WHAT THE TASK ASKS – Write out every entry exactly; the pictures do not belong in the copy.

INPUT –
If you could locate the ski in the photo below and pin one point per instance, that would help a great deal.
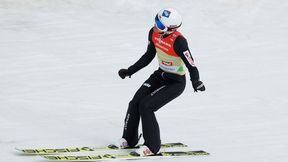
(46, 151)
(126, 157)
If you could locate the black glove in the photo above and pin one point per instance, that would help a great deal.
(123, 73)
(198, 86)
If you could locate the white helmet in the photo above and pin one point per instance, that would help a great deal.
(167, 20)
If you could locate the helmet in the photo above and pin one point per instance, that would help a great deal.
(167, 20)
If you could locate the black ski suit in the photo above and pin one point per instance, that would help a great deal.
(159, 89)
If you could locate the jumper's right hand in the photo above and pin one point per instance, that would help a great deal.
(123, 73)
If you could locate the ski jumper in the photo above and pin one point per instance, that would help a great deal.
(164, 85)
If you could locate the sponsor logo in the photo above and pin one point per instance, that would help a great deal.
(189, 58)
(160, 41)
(166, 13)
(167, 63)
(147, 85)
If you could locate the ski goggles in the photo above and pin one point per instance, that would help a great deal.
(159, 24)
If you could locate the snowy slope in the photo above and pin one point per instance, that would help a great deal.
(59, 85)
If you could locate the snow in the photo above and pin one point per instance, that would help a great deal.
(59, 84)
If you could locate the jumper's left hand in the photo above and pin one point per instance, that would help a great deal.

RESULT FOR THIS EXERCISE –
If you could locate the ski in the photo below and pin one point per instance, that would help a great deal.
(46, 151)
(126, 157)
If you could locate the black glove in the photo above and pin one point per instance, that would help a great deal.
(123, 73)
(198, 86)
If you could locate the white helmet in the photo above and pin one point per instance, that would help a great deal.
(167, 20)
If you could locate the helmet in the photo above and pin one point per instance, that would help a great deal.
(167, 20)
If you could locate the black ski suit in the photo above and pin one point per instance, that would help a great deal.
(159, 89)
If you could locate the jumper's right hand in the photo above and pin one point per instance, that would help a great deal.
(123, 73)
If you could locate the ski jumper in the photo above and pin one point per instance, that would help a great deal.
(164, 85)
If you could locate the sponsor logo in the photo above and pin one point per instance, that would help a great deal.
(189, 58)
(160, 41)
(166, 13)
(167, 63)
(147, 85)
If you could locate the ski goggles in the photo above and pin one point per instance, that would help a great deal.
(159, 24)
If you could locate the snowy slope in the photo above and pin one point per instance, that would help a great deal.
(59, 85)
If you could locate the snow in the photo above and pin one point per instance, that would help a great deal.
(59, 84)
If you could locate the jumper's left hand in the photo above and pin one point per instance, that would help a great deal.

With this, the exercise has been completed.